Description of the task. Write out all the data again, exactly as it stands.

Records for this task.

»»

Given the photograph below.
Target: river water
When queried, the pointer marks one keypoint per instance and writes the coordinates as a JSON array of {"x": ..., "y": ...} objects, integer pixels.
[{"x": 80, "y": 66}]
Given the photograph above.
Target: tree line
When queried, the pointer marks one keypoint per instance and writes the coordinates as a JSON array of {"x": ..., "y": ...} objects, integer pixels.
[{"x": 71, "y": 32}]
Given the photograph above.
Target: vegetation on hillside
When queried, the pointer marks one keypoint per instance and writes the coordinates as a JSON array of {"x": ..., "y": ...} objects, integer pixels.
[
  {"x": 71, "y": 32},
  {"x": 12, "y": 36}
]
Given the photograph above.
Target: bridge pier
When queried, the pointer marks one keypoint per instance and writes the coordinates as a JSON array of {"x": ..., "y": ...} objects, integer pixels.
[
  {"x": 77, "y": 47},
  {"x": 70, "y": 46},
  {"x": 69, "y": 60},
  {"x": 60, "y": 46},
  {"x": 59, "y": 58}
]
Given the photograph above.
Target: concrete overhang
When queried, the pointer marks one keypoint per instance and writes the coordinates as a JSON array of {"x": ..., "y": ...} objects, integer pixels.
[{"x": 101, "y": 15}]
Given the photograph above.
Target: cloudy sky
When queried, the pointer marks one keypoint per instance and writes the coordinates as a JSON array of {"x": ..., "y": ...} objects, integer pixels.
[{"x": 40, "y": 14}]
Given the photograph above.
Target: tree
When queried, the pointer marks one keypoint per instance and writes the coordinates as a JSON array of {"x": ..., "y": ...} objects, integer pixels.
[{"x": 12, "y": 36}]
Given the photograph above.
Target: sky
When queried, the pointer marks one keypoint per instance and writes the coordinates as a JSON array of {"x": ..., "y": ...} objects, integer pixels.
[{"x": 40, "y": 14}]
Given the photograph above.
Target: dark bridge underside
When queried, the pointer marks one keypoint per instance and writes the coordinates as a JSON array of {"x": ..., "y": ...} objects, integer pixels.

««

Solution for this task.
Given the photograph below.
Target: river water
When queried, the pointer marks one keypoint per instance and writes the coordinates as a JSON array of {"x": ..., "y": ...} objects, integer pixels.
[{"x": 80, "y": 66}]
Given the photograph above.
Target: tree line
When queried, the pointer marks one keypoint per instance and writes the coordinates as a JSON array of {"x": ..., "y": ...} objects, integer pixels.
[{"x": 71, "y": 32}]
Given the photograph above.
Target: vegetation on hillside
When queried, the pointer marks one keypoint per instance and writes the coordinates as a JSON array of {"x": ..., "y": ...} objects, integer pixels.
[
  {"x": 71, "y": 32},
  {"x": 12, "y": 36}
]
Given the photograph above.
Target: bridge pier
When queried, the pointer marks one keypoint per instance and writes the coordinates as a JSON array of {"x": ..., "y": ...} objects, integer pixels.
[
  {"x": 77, "y": 47},
  {"x": 70, "y": 46},
  {"x": 69, "y": 60},
  {"x": 60, "y": 46},
  {"x": 59, "y": 58}
]
Given the photograph above.
Target: concrete overhang
When queried, the pointer marks one keypoint per instance and writes the coordinates as a JSON array of {"x": ..., "y": ...} objects, integer pixels.
[{"x": 101, "y": 15}]
Given the photograph above.
Target: cloudy sky
When queried, the pointer marks one keypoint per instance and writes the coordinates as a JSON array of {"x": ..., "y": ...} objects, integer pixels.
[{"x": 40, "y": 14}]
Given the photograph above.
Target: tree
When queried, the pointer marks one keypoint per instance and writes the coordinates as a JSON array of {"x": ..., "y": ...} objects, integer pixels.
[{"x": 12, "y": 36}]
Given the photograph above.
Target: sky
When queried, the pointer marks one keypoint per instance and writes the coordinates as a JSON array of {"x": ..., "y": ...} objects, integer pixels.
[{"x": 40, "y": 14}]
Given the photograph above.
Target: dark bridge underside
When queried, the pointer marks one keypoint per instance and writes the coordinates as a JSON array of {"x": ..., "y": ...} objects, integer pixels.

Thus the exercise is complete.